**ACTIVITY:**
Each line of the records that includes "curly" should be found and copied.

**INPUT DATA:**
------------------------------------------------------------------------
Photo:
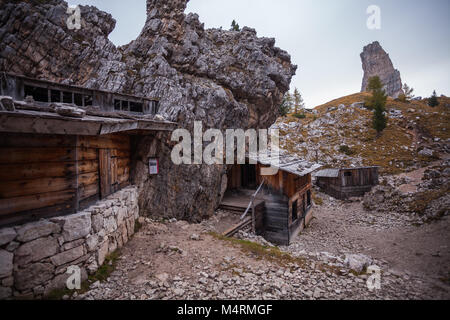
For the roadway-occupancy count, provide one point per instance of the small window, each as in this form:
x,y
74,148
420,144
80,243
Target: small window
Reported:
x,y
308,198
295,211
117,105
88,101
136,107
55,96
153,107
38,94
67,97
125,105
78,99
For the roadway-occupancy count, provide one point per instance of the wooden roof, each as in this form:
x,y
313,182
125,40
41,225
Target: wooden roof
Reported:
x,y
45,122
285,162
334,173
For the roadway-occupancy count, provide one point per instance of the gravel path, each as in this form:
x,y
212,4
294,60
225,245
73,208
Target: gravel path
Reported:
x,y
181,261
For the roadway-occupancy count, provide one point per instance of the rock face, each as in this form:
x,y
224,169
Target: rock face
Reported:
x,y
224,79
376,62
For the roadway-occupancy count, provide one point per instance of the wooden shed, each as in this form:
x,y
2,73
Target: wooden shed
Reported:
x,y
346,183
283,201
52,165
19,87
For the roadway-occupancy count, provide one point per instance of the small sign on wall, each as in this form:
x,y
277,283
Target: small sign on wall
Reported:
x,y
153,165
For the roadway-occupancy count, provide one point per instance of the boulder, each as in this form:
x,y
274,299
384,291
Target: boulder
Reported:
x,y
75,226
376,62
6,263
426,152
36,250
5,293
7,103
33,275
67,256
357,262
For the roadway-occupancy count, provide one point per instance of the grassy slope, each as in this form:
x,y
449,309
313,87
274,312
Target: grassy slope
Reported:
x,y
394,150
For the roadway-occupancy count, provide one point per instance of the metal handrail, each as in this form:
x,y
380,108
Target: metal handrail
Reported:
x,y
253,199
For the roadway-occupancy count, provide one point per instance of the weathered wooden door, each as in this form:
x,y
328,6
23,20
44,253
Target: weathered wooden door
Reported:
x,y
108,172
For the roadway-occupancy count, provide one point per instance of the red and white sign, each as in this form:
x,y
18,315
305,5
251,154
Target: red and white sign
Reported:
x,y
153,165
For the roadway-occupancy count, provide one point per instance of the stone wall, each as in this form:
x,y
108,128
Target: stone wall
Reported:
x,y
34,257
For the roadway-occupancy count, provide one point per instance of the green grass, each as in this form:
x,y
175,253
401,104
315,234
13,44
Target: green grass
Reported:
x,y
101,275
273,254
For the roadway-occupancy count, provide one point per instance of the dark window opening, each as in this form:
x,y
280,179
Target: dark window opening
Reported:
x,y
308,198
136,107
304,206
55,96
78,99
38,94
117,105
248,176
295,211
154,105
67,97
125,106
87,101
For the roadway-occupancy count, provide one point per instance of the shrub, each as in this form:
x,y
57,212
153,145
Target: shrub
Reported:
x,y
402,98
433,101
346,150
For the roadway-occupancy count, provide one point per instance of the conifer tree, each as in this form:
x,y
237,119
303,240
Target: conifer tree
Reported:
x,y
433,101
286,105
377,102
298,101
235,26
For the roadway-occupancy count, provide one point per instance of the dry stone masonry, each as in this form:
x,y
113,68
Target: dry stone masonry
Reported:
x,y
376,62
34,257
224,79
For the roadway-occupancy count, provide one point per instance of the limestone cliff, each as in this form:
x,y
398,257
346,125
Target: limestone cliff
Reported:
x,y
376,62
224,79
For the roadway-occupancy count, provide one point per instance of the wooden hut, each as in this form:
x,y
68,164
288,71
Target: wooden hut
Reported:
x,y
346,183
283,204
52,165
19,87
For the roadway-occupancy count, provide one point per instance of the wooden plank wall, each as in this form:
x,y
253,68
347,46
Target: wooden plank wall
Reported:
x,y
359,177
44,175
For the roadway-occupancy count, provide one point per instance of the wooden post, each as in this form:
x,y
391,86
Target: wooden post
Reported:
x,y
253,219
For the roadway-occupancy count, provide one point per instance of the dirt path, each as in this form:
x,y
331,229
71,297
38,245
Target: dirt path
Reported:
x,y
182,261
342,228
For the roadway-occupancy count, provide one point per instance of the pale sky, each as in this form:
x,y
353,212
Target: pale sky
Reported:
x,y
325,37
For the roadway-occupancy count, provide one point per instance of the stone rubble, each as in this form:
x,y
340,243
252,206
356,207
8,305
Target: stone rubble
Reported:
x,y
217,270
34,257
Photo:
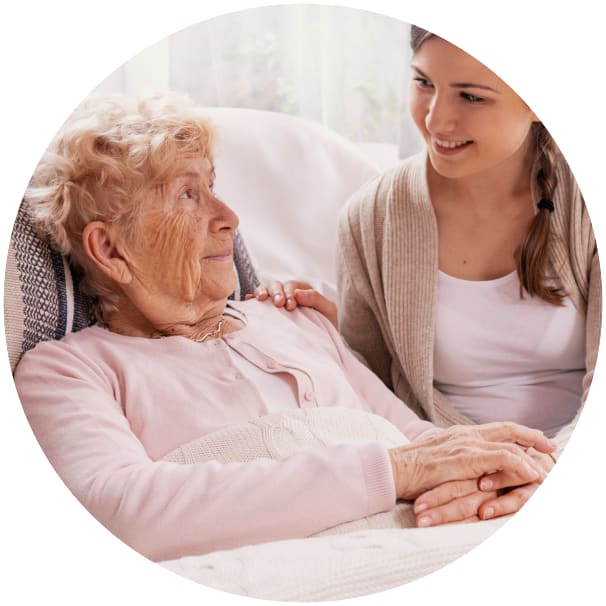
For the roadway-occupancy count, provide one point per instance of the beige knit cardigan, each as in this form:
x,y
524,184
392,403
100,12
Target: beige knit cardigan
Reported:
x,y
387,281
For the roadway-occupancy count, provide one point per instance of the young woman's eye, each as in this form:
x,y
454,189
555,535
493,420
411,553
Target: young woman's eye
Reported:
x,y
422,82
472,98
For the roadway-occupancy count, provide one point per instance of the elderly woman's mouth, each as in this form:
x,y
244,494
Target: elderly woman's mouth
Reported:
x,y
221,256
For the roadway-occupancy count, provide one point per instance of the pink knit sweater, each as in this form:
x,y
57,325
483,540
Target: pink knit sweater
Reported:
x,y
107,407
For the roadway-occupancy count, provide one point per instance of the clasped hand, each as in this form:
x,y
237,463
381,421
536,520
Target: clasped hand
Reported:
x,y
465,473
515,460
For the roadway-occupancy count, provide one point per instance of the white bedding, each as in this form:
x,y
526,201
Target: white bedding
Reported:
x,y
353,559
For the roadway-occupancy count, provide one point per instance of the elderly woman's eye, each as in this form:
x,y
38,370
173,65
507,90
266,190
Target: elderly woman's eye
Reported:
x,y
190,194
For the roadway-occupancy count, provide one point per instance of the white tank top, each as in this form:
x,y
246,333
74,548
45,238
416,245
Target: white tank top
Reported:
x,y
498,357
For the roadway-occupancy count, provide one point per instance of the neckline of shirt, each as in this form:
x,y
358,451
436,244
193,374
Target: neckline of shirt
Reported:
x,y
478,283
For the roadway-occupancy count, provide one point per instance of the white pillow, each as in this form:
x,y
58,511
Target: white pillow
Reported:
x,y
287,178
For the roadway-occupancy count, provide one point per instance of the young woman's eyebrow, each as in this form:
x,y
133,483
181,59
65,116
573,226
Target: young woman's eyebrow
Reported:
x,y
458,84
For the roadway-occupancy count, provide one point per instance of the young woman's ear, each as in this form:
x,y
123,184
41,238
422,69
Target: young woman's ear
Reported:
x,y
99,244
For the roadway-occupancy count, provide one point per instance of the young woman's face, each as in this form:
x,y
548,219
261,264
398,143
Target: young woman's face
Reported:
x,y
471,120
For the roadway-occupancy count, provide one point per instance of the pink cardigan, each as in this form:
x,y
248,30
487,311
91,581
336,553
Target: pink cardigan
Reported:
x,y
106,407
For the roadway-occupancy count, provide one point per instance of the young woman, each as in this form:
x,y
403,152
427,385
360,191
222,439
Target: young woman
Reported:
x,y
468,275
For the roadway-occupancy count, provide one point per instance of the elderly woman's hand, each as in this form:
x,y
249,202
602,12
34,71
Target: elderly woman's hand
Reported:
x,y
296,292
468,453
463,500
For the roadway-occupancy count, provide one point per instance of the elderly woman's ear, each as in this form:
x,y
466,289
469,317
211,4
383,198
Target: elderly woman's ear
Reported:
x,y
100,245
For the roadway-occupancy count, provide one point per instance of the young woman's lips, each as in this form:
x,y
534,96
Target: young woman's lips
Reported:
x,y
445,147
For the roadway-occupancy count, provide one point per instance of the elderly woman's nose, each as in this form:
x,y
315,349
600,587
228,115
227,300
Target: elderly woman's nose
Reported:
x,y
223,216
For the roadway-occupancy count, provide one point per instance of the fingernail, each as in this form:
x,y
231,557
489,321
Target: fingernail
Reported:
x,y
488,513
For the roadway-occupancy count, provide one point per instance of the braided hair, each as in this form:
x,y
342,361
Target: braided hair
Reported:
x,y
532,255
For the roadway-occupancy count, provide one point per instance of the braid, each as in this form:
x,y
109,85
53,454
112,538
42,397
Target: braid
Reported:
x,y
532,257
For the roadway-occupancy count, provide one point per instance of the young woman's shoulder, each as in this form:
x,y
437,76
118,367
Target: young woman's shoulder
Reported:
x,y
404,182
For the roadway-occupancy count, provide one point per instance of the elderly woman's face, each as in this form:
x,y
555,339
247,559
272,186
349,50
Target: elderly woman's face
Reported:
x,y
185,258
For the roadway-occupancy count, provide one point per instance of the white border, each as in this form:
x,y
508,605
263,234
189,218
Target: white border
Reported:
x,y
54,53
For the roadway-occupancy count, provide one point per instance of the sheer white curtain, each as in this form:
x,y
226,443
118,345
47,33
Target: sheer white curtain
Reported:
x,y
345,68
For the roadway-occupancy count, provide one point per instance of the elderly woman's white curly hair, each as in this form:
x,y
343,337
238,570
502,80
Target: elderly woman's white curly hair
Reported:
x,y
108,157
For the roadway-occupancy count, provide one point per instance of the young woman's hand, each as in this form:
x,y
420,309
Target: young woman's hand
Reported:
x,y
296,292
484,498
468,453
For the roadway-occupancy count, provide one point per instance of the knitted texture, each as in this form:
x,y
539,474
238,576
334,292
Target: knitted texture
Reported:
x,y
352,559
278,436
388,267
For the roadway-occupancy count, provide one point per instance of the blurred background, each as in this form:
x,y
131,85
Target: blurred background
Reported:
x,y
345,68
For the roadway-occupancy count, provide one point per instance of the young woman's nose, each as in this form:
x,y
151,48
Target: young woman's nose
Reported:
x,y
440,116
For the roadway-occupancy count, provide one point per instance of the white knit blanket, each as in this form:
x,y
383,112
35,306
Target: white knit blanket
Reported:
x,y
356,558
------------------------------------------------------------------------
**PROBLEM SOLUTION:**
For the roadway-occupancy count, provide one point per instance of the elderly woman's white curly hair, each as in this form:
Target: elderly woman's white curly hair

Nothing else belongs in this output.